Stated task:
From the line with "Report one dot per instance of the bridge" down to the final line of the material below, quote every line exactly and leave out all lines before it.
########################################
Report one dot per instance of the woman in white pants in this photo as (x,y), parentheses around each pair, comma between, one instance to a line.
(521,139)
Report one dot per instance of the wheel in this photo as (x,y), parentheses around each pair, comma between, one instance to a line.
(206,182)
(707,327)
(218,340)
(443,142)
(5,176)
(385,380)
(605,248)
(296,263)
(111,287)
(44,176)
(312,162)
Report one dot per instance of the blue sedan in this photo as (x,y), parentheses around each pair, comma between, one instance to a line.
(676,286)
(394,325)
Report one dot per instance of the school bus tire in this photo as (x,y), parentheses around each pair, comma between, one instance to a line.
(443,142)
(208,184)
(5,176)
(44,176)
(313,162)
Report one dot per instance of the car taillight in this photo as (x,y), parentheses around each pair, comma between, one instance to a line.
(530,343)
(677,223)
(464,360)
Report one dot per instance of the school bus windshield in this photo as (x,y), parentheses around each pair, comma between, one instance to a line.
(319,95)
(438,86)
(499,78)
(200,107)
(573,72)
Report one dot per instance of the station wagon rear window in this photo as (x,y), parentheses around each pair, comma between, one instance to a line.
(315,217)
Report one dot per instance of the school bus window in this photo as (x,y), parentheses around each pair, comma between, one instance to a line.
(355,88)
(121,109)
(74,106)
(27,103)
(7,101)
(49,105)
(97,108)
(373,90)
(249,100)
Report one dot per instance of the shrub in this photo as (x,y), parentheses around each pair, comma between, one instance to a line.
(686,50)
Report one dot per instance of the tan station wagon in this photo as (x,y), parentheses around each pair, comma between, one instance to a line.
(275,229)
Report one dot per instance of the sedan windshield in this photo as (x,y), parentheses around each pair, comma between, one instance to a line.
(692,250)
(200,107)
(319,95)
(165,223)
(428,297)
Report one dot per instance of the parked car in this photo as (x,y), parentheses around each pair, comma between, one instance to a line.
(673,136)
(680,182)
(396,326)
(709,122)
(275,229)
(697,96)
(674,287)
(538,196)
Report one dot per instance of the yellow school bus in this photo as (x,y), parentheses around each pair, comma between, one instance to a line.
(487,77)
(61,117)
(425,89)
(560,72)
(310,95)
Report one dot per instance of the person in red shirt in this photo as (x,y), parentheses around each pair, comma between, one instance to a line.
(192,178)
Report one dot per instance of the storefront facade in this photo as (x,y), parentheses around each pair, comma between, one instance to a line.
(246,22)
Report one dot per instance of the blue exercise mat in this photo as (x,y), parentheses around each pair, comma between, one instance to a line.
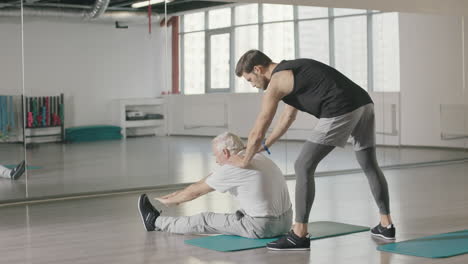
(227,243)
(436,246)
(12,166)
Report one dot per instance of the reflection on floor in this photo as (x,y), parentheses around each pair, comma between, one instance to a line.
(424,201)
(154,161)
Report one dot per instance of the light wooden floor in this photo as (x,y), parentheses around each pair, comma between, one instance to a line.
(424,201)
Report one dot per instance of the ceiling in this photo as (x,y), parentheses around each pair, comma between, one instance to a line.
(444,7)
(176,6)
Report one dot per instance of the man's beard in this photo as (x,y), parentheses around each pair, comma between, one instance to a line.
(265,83)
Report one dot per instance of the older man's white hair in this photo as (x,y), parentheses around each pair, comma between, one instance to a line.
(229,141)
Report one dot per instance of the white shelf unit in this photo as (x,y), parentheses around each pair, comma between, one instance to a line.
(147,105)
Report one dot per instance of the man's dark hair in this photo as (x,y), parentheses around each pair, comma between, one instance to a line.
(250,59)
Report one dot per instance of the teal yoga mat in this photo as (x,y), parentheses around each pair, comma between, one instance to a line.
(226,243)
(12,166)
(436,246)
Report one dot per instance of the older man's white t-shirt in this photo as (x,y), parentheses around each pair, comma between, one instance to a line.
(260,188)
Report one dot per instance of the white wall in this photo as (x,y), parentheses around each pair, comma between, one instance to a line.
(211,114)
(431,76)
(92,64)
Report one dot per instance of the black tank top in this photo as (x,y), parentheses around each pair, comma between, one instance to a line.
(321,90)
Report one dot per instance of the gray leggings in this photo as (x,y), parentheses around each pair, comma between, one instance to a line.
(306,163)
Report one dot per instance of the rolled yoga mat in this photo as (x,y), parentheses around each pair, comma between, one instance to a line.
(227,243)
(436,246)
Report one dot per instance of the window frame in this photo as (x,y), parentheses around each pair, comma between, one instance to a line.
(231,30)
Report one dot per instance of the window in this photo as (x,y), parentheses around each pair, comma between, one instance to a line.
(351,48)
(219,18)
(367,54)
(193,22)
(246,14)
(278,41)
(219,61)
(314,40)
(347,11)
(194,63)
(304,12)
(273,12)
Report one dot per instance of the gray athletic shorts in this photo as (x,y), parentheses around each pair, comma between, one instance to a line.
(358,124)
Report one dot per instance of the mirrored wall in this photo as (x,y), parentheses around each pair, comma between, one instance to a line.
(109,96)
(12,176)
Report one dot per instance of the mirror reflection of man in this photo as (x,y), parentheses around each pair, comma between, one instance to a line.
(14,173)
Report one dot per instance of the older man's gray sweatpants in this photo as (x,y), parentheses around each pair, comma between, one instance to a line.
(228,224)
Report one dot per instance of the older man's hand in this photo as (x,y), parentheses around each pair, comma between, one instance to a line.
(165,201)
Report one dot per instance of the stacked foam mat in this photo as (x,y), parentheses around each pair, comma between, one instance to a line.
(7,116)
(44,111)
(92,133)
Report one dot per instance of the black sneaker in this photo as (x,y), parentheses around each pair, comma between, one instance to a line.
(290,242)
(147,212)
(384,232)
(18,171)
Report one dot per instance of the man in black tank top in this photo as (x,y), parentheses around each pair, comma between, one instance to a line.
(344,110)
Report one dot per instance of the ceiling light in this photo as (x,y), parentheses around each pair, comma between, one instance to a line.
(146,3)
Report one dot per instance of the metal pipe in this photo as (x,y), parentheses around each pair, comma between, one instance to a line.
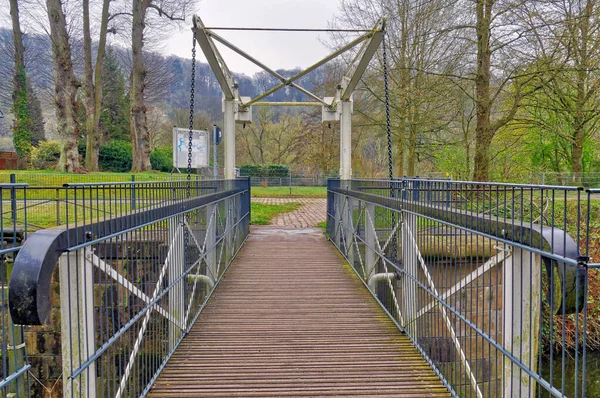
(202,278)
(380,277)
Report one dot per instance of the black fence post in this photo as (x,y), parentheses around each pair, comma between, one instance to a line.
(13,200)
(133,192)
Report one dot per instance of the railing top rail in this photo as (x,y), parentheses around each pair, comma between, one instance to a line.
(474,183)
(29,286)
(13,185)
(142,183)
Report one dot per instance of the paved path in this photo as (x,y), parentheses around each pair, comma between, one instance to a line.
(289,320)
(312,212)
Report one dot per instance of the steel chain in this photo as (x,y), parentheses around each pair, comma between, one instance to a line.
(186,234)
(389,139)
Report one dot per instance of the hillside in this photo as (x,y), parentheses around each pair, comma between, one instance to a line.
(168,80)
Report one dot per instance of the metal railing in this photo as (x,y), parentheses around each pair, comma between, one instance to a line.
(14,361)
(137,262)
(490,281)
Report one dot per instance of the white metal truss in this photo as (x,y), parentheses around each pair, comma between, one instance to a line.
(337,108)
(463,358)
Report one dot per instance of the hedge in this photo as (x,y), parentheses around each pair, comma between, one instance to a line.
(162,159)
(115,156)
(264,170)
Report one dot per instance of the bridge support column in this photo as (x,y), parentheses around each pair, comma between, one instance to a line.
(411,267)
(76,277)
(346,140)
(371,240)
(229,137)
(175,269)
(522,292)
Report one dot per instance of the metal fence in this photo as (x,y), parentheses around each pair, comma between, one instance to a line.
(14,362)
(137,262)
(585,179)
(490,281)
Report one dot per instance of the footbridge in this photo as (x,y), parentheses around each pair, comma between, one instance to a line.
(417,288)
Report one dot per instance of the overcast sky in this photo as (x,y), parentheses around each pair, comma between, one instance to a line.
(275,49)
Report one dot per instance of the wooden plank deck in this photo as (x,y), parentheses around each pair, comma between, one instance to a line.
(289,320)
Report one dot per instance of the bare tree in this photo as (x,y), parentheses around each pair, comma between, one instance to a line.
(93,83)
(171,11)
(65,88)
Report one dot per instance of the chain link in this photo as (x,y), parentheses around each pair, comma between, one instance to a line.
(192,88)
(186,234)
(388,124)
########################################
Solution:
Report one dot per instance of the bridge support column in this photo as (x,y), parentheses around each pair, comma between, one instance to a line.
(411,267)
(76,277)
(346,140)
(371,240)
(229,137)
(175,269)
(522,292)
Report one dot per instance of the metal fence in this photo as (x,y), parentheses around each pair, comma between, one instance to a line.
(14,362)
(137,262)
(585,179)
(490,281)
Report one dot per instance of the footbridge in this photo as (x,y), parentheses around each pair, comma between, one instance to a line.
(417,288)
Report one dot per instance of the overcast sky in this photo as (x,y), parentheses around each pair, comma between, one instance to a line.
(275,49)
Report one dot per instance of the wooden plank deck in this photo as (x,y), parentheses around each pair, comma between, one instance to a line.
(289,320)
Report one dot per instance of the bare tree in this photo as (x,y), parentheses around each pair, comma between, one instance to a line.
(93,83)
(171,11)
(65,88)
Report one dot per instance of the chain link in this photo as (x,y), parentheses around each pair, comma between, one instance to a line.
(192,88)
(186,234)
(388,124)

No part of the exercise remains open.